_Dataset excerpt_
[Start]

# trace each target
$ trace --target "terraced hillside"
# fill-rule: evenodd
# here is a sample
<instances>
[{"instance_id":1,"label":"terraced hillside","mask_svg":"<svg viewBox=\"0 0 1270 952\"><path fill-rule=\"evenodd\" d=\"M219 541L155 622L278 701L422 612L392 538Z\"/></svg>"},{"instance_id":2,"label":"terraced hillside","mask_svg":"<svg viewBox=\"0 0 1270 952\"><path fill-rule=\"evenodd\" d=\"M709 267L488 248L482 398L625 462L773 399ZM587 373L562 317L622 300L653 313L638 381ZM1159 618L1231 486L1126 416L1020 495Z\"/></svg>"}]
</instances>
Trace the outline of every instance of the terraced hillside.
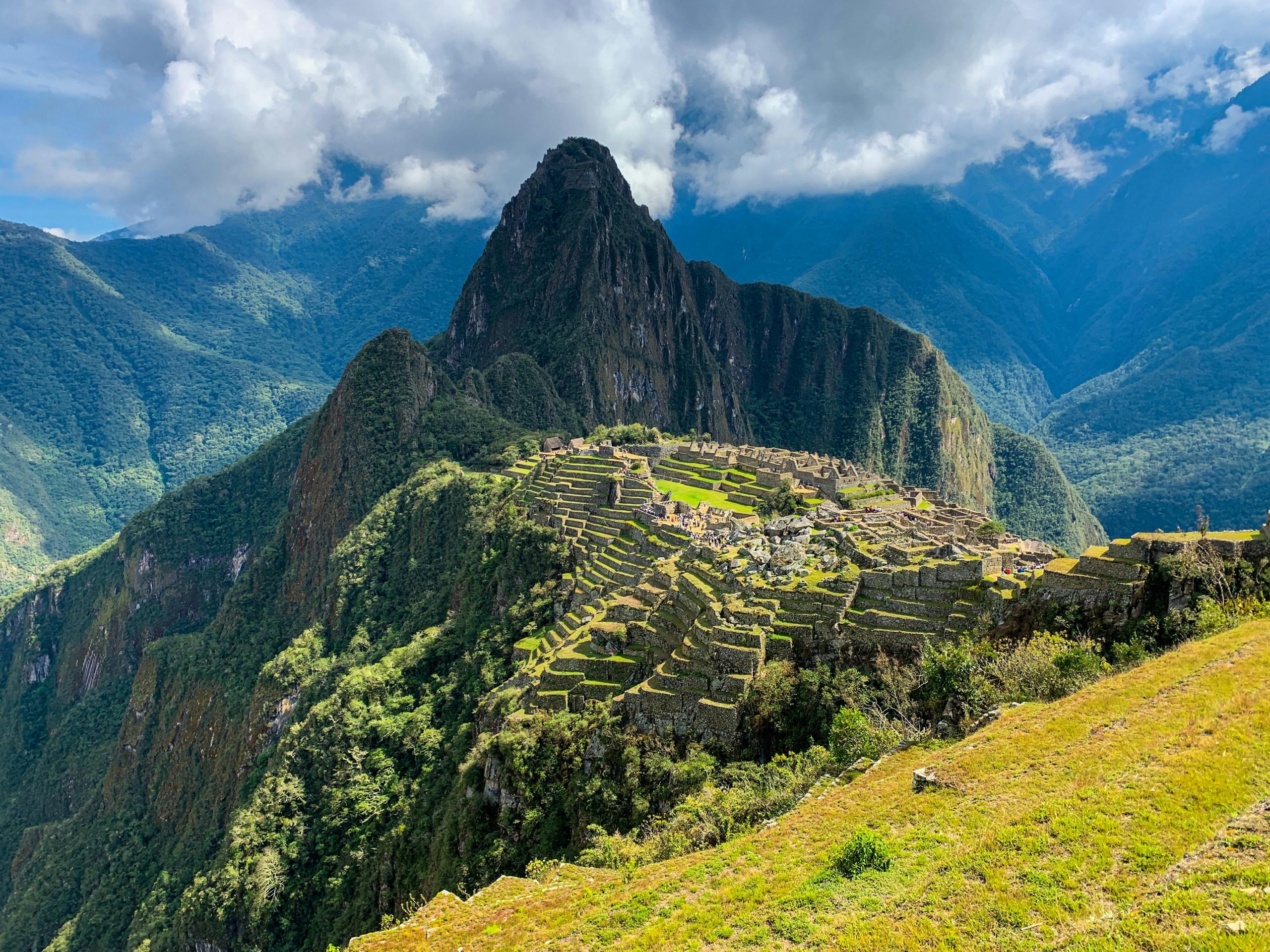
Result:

[End]

_DIRECTIONS_
Quote the lines of the dataset excerpt word for word, starting at its first line and ending at the line that contains "<instances>".

_RESULT OF THIS TASK_
# trace each target
$ trace --target "terraced hillside"
# fill-rule: evenodd
# here is a sample
<instances>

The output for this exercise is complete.